# Halloween Haunters of the Triangle - North Carolina



## Joven76

Hello fellow haunters,

Long time lurker, first time post. I've building props for a few years now, but still consider myself amateur. I have been learning so much from this forum on how to build props, and there is so much more I want to learn.

For a long time however I've been wanting to meet other haunters from my area to learn from and exchange ideas and perhaps pass on what I've already learned, but noticed there aren't groups around me. I've searched the net far and wide, but really wasn't able to come up with anything. So I created the Halloween Haunters of the Triangle, a Yahoo! group, for those of us in the Triangle of NC and surrounding areas.

I created this for more than just a Make and Take group, although I'm hoping to have meetings like this if there's enough of an interest, but a place where we can get together and discuss techniques and show off recent builds. I also have many other ideas for this group, but first must have the interest and participation of others in my area.

* **Instructions**:
1. Reproduce the forum post word for word, covering the stretch from "Long time lurker, first" through "and surrounding areas.".
2. Shift the records from the line containing "Where can you find the blue" through the line containing "point(286, 300)" by adding 149 to both coordinates of every marked point, leaving the sample points and all other lines unchanged. Output that full stretch of lines and nothing else.
The forum post and the records come from unrelated sources.

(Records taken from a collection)
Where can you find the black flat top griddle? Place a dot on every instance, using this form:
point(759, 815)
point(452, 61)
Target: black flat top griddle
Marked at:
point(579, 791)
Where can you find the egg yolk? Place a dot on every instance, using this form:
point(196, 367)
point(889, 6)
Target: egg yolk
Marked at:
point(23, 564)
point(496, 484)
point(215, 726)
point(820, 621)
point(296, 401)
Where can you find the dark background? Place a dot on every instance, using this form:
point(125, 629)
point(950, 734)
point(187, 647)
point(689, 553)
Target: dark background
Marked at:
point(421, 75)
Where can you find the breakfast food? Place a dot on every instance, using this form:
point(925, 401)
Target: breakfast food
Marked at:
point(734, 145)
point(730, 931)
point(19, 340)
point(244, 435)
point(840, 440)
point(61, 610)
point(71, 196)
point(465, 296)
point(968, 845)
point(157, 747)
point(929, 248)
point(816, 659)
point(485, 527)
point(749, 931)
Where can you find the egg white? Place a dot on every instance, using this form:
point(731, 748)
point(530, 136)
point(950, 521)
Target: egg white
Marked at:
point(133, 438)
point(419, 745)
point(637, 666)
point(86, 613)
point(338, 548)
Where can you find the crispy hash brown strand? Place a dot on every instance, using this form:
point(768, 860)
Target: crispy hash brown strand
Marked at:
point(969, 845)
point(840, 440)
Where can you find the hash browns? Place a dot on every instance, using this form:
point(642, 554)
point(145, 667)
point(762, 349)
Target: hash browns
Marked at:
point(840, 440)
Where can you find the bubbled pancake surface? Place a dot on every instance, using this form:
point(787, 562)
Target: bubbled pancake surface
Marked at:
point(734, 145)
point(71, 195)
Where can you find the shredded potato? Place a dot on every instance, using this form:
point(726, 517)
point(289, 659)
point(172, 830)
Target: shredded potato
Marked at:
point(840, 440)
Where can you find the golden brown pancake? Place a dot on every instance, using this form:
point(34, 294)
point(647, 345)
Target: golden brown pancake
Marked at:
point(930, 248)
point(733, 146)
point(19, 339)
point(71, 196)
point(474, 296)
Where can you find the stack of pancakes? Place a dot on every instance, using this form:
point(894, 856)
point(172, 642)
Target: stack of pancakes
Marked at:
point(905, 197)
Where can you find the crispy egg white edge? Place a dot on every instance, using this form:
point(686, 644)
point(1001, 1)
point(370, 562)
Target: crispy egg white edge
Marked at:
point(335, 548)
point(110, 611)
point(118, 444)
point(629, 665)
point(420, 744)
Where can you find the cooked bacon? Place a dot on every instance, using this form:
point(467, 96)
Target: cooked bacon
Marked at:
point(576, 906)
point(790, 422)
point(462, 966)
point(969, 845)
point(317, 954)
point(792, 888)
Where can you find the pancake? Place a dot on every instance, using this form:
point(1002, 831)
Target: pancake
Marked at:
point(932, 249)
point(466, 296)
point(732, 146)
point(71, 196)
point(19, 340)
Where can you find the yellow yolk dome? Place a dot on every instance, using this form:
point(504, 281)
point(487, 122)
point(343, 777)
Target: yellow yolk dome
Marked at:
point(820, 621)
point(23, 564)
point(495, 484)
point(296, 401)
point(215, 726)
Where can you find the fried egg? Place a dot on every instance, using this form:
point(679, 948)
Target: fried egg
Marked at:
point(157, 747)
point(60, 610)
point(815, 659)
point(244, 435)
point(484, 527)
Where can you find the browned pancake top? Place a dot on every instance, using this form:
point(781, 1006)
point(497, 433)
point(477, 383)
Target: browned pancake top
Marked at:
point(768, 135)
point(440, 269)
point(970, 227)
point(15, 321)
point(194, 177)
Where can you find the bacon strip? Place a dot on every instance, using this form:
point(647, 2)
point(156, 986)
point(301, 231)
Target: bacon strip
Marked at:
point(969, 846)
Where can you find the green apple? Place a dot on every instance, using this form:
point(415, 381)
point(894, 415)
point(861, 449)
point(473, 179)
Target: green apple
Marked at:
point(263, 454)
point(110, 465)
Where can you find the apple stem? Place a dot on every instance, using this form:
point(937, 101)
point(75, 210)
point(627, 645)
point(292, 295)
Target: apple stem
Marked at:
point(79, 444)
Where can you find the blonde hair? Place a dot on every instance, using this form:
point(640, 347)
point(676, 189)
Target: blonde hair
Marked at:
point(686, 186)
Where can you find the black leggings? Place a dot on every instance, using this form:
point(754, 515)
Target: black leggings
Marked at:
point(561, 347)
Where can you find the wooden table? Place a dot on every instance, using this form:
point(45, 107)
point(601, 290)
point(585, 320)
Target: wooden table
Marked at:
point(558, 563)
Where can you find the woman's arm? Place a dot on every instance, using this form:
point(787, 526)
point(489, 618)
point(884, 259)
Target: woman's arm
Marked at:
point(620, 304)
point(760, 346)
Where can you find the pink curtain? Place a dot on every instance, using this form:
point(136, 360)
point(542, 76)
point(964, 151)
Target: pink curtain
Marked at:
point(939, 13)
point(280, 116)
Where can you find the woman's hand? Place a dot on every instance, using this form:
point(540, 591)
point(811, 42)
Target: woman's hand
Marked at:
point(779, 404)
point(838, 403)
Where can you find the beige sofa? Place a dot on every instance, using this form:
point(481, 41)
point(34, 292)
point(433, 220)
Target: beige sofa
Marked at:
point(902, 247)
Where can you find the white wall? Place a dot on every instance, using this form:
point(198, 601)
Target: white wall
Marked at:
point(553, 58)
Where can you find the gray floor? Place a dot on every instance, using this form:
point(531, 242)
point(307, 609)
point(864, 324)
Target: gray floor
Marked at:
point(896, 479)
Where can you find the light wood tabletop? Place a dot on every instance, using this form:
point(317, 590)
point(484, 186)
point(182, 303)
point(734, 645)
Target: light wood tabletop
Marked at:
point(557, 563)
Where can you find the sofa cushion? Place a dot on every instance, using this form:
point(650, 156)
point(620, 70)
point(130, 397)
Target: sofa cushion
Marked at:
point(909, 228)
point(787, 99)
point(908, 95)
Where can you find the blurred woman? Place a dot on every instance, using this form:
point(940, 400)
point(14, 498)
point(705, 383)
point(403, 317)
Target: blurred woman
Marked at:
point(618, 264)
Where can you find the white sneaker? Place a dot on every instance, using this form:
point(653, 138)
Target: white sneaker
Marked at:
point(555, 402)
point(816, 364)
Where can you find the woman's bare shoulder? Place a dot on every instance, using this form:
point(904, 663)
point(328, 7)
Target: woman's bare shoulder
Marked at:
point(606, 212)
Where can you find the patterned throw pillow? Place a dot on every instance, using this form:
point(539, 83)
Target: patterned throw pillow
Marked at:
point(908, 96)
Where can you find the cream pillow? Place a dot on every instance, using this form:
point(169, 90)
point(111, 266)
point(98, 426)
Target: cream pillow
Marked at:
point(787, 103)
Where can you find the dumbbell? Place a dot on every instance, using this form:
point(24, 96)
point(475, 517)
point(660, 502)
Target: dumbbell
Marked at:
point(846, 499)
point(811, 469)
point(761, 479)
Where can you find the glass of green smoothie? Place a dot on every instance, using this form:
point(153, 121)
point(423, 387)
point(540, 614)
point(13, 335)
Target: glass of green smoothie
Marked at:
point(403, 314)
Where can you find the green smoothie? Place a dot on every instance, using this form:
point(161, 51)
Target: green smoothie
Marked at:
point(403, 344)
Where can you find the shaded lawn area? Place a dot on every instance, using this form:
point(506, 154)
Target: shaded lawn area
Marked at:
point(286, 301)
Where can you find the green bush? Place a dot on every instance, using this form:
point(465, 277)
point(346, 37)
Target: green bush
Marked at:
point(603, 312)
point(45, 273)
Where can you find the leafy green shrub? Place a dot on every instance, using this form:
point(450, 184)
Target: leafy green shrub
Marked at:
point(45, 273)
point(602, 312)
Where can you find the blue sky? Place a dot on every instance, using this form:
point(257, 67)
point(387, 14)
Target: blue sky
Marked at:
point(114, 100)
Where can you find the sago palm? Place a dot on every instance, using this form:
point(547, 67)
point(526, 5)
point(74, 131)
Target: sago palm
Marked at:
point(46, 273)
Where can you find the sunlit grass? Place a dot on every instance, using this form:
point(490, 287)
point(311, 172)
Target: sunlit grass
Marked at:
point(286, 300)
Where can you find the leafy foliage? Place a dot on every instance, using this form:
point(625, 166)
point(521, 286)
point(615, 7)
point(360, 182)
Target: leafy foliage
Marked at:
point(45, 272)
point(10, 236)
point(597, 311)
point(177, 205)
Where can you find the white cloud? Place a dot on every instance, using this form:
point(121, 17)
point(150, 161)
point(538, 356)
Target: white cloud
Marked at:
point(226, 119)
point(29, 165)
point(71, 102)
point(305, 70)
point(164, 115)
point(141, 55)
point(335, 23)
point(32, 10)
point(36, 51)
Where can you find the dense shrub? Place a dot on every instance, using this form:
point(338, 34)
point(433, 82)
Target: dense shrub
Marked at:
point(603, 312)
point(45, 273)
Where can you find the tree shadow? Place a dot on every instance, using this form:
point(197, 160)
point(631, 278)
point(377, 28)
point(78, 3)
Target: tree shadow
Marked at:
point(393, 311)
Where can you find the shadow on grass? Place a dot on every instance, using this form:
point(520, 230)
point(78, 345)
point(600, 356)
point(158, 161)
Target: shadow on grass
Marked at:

* **Outputs in order**:
1.
Long time lurker, first time post. I've building props for a few years now, but still consider myself amateur. I have been learning so much from this forum on how to build props, and there is so much more I want to learn.

For a long time however I've been wanting to meet other haunters from my area to learn from and exchange ideas and perhaps pass on what I've already learned, but noticed there aren't groups around me. I've searched the net far and wide, but really wasn't able to come up with anything. So I created the Halloween Haunters of the Triangle, a Yahoo! group, for those of us in the Triangle of NC and surrounding areas.

2.
Where can you find the blue sky? Place a dot on every instance, using this form:
point(257, 67)
point(387, 14)
Target: blue sky
Marked at:
point(263, 249)
Where can you find the sago palm? Place a dot on every instance, using this form:
point(547, 67)
point(526, 5)
point(74, 131)
Target: sago palm
Marked at:
point(195, 422)
Where can you find the sunlit grass? Place a dot on every instance, using this form:
point(490, 287)
point(311, 172)
Target: sunlit grass
Marked at:
point(435, 449)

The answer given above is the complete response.